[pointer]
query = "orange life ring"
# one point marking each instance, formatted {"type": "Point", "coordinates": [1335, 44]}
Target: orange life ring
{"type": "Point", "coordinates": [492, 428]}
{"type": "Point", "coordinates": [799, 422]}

○ ○ ○ ○ ○ ○ ○

*Task statement:* Look for the line with "# one point" in the listing above. Print it and each later line exactly, ending with the last line.

*Written solution:*
# one point marking each instance, formatted {"type": "Point", "coordinates": [1335, 44]}
Target: orange life ring
{"type": "Point", "coordinates": [492, 428]}
{"type": "Point", "coordinates": [799, 422]}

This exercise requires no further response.